▸ Selected passage
[Begin]

- Film poster
- Directed by: Abby Berlin
- Screenplay by: Edward Bernds Al Martin
- Story by: Edward Bernds
- Based on: comic strip Blondie by Chic Young
- Produced by: Burt Kelly
- Starring: Penny Singleton Arthur Lake Larry Simms Marjorie Ann Mutchie
- Cinematography: Philip Tannura Charles Lawton Jr.
- Edited by: Aaron Stell
- Music by: Alexander Steinert
- Production company: King Features Syndicate
- Distributed by: Columbia Pictures
- Release date: October 17, 1946;
- Running time: 69 minutes
- Country: United States
- Language: English

= Blondie Knows Best =

1946 film

Blondie Knows Best is a 1946 American comedy film directed by Abby Berlin and starring Penny Singleton, Arthur Lake, Larry Simms, and Marjorie Ann Mutchie. It is the eighteenth of the 28 Blondie films. Songs featured in Gilda, released by Columbia Pictures the same year, are played by the orchestra during a nightclub scene.

[End]

▸ Recorded data
[Begin]

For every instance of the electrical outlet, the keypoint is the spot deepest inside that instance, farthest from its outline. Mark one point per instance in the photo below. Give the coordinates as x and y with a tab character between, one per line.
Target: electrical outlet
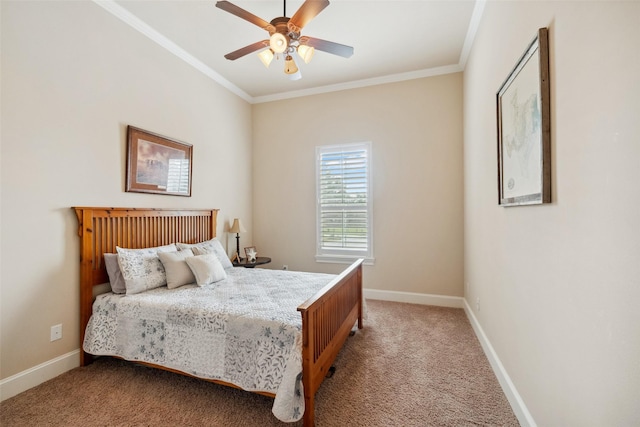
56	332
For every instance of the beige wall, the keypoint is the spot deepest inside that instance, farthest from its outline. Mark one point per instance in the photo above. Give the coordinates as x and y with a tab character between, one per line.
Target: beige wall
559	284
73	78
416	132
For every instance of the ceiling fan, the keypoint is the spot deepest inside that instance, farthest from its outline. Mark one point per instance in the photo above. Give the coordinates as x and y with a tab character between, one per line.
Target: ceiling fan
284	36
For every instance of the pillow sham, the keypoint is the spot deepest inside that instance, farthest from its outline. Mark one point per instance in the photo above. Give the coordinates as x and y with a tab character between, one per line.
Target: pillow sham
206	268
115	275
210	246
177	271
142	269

[End]

▸ Task prompt
Copy out the entry on the film Blondie Knows Best in full, word for word. The material comes from a separate source.

▸ Result of this task
- Film poster
- Directed by: Abby Berlin
- Screenplay by: Edward Bernds Al Martin
- Story by: Edward Bernds
- Based on: comic strip Blondie by Chic Young
- Produced by: Burt Kelly
- Starring: Penny Singleton Arthur Lake Larry Simms Marjorie Ann Mutchie
- Cinematography: Philip Tannura Charles Lawton Jr.
- Edited by: Aaron Stell
- Music by: Alexander Steinert
- Production company: King Features Syndicate
- Distributed by: Columbia Pictures
- Release date: October 17, 1946;
- Running time: 69 minutes
- Country: United States
- Language: English

= Blondie Knows Best =

1946 film

Blondie Knows Best is a 1946 American comedy film directed by Abby Berlin and starring Penny Singleton, Arthur Lake, Larry Simms, and Marjorie Ann Mutchie. It is the eighteenth of the 28 Blondie films. Songs featured in Gilda, released by Columbia Pictures the same year, are played by the orchestra during a nightclub scene.